> Excerpted passage
########

My children know the journey we have taken.  They know that I used to volunteer often in the past and even home schooled when I needed to do what was best for my family.  Ben knows that I have his back with lacrosse coaches and that I choose my battles rather than go into full-out war mode at every incident.  They know that circumstances have changed over the years, but I'm doing the best I can.  And that's all I ask from them--that they do the best they can despite what life throws their way.  

Faith is often hard, as is hope.  But I have discovered that life is much better believing not only in a Higher Power, but in having faith in yourself to survive whatever comes your way.  With faith comes hope for a better tomorrow.  We need both to get through each day.

I have faith that my daughter will surpass and outshine me in her life.  I often look at both of my kids in awe for what they have come through and how genuinely kind they are as human beings.  Maybe my career isn't as stellar yet as I'd hoped it would have been or perhaps my bank account has taken a beating this past year, but I have succeeded.  There is no doubt that I have succeeded.

Friday, May 21, 2010

Looking over my shoulder

Five years ago next week--the 29th--my life was forever split into before and after.  Someone recently asked if I had changed much from the person I used to be before that moment when I found Sean dead in my bedroom.  The answer is yes.  

Five years ago today I was a wife on vacation with her husband and two children in Playa Del Carmen, Mexico.  Smiles came often and easily.  Sean and I walked the beach while the kids ran in front of us weaving in and out of the waves.  We snorkeled and laughed.  We were a foursome...five years ago today.
Five years ago today we battled sunburn, played in the surf and shopped for trinkets.  Sean and I talked about his plans for expanding his business.  Promises were made.  I had optimism and hope in my heart...five years ago today.
Five years ago today my children had a father that they loved like a hero.  They were still innocent to the horrors of the world.  They had never been touched by tragedy, death or sorrow.  
The kids and I were unaware of how our world and ideals were about to shatter in only a matter of days from when these pictures were taken.  Five years ago today we were simply a family of four on vacation in the Mexican sun.  

May 29, 2005 changed us all forever. Until that moment, I hadn't ever tried to bring my husband back to life with CPR while the kids screamed for their daddy over my shoulder.  Until that day, none of us had felt betrayed and abandoned by people--not just Sean--who we had trusted to ride out the rough times with us.  That day rocked our foundation. And, yes, we were forever split into before and after.

########

> Record extracts

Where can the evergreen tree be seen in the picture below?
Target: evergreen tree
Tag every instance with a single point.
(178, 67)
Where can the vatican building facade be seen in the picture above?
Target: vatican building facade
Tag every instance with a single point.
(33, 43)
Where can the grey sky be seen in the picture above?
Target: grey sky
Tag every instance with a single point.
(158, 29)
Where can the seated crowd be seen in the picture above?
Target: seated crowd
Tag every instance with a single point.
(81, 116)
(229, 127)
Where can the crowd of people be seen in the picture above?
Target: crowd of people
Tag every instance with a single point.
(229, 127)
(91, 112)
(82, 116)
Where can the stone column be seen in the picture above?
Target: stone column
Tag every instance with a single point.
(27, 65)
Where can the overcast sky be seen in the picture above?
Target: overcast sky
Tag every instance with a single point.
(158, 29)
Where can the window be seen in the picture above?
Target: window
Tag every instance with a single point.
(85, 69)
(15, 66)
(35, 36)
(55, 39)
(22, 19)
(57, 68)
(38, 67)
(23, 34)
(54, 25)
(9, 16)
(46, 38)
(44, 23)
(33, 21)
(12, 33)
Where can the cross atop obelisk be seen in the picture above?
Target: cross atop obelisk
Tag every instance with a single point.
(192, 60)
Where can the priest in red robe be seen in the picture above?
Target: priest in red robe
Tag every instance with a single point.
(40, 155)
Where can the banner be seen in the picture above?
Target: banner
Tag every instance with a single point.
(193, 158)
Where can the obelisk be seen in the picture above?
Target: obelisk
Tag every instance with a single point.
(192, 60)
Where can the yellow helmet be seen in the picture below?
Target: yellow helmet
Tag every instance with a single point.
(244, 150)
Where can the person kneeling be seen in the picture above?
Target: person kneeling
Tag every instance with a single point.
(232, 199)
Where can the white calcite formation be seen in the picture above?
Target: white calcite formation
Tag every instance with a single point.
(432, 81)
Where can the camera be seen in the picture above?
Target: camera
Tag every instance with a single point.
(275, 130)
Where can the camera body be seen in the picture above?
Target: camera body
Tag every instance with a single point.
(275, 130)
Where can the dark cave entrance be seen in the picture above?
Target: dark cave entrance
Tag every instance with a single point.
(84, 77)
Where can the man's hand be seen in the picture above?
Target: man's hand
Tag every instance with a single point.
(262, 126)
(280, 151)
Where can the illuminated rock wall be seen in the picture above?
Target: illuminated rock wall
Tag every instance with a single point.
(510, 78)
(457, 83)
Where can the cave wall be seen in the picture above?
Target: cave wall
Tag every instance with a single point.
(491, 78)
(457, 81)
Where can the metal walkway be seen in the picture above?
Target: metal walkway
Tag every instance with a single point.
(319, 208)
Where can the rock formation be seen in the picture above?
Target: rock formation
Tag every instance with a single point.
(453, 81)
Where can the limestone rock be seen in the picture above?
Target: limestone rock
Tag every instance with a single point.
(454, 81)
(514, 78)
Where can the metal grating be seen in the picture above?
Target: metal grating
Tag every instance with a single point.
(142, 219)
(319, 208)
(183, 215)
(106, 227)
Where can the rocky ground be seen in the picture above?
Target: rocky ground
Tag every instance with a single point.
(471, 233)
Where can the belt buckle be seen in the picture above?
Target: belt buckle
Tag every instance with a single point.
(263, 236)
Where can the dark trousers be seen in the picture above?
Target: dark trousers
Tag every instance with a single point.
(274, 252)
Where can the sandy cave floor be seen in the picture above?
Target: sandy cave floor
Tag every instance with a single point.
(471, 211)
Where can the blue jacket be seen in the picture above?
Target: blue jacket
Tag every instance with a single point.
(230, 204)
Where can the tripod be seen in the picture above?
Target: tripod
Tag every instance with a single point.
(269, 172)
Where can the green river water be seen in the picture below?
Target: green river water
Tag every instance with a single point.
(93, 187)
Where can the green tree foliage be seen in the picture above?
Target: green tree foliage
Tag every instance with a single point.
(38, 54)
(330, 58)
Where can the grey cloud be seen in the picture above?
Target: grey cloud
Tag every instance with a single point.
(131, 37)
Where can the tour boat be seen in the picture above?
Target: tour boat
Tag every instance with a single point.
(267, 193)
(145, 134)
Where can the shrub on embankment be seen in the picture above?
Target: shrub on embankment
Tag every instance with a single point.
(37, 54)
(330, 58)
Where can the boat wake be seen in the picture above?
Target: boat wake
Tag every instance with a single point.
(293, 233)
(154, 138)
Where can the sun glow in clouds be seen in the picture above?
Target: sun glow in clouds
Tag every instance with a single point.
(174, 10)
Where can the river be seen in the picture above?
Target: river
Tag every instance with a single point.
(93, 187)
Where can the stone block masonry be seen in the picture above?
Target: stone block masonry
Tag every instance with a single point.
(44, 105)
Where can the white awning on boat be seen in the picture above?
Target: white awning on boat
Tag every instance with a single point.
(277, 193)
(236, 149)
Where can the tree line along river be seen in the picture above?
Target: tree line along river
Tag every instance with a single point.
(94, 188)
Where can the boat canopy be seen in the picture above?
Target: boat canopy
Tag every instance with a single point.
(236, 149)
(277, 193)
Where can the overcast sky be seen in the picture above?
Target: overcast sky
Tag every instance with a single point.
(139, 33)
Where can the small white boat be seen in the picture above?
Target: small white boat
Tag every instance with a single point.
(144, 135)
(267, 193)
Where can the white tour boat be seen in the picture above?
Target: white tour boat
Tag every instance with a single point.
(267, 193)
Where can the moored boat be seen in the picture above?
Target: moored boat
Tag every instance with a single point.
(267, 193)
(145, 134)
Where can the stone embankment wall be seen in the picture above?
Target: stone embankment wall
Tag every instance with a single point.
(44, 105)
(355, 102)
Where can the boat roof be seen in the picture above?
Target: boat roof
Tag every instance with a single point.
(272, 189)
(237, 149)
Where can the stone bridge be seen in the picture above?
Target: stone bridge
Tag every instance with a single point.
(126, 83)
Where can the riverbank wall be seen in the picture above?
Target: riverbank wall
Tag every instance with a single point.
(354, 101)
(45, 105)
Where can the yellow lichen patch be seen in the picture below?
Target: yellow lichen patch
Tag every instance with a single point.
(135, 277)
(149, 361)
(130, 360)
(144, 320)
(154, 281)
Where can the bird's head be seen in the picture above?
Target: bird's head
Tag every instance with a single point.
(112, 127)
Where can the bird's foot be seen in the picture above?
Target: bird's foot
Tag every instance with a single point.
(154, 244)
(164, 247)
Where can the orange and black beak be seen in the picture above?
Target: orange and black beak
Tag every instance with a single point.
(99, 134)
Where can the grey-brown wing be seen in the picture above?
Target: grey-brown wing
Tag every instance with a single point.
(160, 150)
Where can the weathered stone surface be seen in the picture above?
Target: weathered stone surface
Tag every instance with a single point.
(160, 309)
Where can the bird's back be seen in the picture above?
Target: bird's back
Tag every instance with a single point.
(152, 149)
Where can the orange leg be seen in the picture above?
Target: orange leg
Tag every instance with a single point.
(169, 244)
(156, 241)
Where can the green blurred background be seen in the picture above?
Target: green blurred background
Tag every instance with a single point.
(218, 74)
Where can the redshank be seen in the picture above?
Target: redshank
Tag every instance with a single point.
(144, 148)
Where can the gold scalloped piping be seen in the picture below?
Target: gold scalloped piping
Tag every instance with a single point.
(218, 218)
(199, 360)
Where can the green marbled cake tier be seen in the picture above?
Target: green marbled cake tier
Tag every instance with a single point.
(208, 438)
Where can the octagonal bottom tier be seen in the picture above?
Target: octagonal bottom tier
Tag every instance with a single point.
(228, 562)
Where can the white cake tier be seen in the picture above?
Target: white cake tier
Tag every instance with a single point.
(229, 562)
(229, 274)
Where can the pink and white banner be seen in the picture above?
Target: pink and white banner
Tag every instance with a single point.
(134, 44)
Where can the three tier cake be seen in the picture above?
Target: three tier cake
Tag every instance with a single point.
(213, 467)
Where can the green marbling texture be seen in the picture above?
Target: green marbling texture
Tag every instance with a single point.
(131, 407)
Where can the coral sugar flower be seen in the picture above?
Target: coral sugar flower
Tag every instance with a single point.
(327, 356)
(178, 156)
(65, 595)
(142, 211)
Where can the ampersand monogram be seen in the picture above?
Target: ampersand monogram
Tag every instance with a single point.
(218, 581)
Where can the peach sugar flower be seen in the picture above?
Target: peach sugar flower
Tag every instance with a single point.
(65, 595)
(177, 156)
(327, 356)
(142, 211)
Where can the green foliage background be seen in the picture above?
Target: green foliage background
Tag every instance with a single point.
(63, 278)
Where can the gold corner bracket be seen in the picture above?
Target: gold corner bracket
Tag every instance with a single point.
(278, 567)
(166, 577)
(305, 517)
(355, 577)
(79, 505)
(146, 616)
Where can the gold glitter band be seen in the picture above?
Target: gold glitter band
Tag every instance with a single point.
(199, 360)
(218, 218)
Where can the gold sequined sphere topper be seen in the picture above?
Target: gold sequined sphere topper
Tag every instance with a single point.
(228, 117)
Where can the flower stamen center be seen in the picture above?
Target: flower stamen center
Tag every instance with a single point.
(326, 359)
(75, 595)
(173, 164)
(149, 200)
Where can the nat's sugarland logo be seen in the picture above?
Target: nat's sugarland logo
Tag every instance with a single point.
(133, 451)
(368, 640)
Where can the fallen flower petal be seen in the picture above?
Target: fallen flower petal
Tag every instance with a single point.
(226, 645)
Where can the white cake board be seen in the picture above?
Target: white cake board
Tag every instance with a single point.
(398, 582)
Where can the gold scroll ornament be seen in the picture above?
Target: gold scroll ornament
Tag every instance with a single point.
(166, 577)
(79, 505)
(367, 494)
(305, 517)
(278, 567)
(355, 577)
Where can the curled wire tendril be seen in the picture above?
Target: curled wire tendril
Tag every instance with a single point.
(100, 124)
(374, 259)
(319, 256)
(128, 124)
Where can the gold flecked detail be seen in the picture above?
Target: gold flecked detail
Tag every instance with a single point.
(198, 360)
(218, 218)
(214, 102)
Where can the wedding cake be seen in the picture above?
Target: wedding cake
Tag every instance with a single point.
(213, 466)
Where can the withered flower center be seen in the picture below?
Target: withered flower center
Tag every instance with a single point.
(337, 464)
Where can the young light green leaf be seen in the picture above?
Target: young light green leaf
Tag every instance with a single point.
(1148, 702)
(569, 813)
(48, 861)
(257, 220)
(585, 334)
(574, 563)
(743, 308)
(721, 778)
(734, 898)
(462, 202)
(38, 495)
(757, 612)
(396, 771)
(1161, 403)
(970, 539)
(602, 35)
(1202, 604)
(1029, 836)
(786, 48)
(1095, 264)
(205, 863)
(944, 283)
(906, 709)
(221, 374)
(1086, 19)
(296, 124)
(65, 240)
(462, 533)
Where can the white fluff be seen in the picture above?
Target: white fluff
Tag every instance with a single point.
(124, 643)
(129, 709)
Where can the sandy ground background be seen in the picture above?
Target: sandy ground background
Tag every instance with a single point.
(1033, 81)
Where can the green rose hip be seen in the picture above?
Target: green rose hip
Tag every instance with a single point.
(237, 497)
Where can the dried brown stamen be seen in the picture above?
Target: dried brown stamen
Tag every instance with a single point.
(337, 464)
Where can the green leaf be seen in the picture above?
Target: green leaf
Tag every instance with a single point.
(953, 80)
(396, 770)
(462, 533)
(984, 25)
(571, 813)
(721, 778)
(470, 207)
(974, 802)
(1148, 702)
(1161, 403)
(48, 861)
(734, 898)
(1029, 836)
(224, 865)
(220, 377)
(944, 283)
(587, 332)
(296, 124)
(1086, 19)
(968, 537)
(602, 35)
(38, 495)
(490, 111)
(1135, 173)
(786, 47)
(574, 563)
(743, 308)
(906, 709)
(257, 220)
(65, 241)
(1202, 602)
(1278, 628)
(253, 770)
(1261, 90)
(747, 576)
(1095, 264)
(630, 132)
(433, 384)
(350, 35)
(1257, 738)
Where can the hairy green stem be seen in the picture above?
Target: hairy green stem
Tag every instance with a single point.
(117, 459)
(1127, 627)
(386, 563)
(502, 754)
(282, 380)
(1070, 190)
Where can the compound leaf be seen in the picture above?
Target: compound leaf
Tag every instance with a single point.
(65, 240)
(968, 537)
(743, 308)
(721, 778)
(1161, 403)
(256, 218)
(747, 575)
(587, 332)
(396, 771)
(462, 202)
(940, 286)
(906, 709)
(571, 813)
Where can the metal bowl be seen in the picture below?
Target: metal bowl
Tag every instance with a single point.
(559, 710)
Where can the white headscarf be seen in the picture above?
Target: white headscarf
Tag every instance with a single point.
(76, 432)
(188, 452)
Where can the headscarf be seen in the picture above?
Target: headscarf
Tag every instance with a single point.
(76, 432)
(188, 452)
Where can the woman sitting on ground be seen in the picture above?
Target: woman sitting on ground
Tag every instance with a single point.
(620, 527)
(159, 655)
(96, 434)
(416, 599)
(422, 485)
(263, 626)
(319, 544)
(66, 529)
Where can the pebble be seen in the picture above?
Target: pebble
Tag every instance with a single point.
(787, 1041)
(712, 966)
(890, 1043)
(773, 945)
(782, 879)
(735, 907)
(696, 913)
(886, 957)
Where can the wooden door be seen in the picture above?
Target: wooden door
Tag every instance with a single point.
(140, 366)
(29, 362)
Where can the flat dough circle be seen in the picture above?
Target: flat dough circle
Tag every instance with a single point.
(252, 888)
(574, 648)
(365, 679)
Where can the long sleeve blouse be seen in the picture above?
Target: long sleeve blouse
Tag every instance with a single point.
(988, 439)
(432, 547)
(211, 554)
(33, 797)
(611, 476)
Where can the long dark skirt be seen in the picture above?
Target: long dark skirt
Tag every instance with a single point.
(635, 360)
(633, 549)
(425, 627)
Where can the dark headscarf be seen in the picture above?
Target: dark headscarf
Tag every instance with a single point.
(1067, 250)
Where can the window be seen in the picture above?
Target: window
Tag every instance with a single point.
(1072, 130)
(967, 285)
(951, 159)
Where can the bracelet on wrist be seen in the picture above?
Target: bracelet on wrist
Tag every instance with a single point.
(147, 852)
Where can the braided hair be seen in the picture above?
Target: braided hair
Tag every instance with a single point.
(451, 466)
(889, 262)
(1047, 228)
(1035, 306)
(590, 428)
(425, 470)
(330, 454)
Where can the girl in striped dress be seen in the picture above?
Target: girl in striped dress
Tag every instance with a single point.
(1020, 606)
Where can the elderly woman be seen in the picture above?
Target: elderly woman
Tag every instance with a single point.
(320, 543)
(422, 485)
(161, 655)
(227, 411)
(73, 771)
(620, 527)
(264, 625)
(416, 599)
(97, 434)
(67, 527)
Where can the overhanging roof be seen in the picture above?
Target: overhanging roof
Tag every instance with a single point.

########

> Exercises
a) From the blog excerpt about the family's loss, reproduce the passage starting at "The kids and" and ending at "the Mexican sun.".
b) Please carry on the blog excerpt about the family's loss from the point where it stops.

> Answers for the tasks
a)
The kids and I were unaware of how our world and ideals were about to shatter in only a matter of days from when these pictures were taken.  Five years ago today we were simply a family of four on vacation in the Mexican sun.

b)
The kids have grown and adapted without their father, but they are more serious and anxious than most.  Old souls, they've been called.  Regardless, they are athletic and happy and smart.  I wear the word widow without flinching.  I don't smile as often as I used to, but I do.  There are days when I think I am forever stained with sadness, yet I still manage to enjoy the simple things.  I don't trust easily, but my heart is still open.  Maybe I'm darker on the inside, but my faith has deepened.  I now take nothing for granted--not a person, not a moment, not a feeling, not a chance--take nothing for granted.  
And when I look over my shoulder I see how far we have come and how strong we are as a family.  It's been a rocky 5 years full of more sadness and change than I ever expected or knew to be possible.  We're still standing, though, now a family of three.

Anniversary dates like the one approaching bring a myriad of emotions to the surface:  longing, wistfulness, regret, pain, anger, and gratitude.  I'm not sure there is a time limit for how many years a person misses a loved one.  I think I will always miss Sean from time-to-time.  He is always a thought away.  But when I look over my shoulder, I recognize how far I have come year to year in moving away from the pain.  I once feared that moving on meant forgetting, but now I see it for what it is:  inevitable evolution of life.  We're still alive.  The kids have huge mile-marker moments ahead and I alone will be there as witness.  And that's okay now.  I have made peace with being a tight little feisty family of three.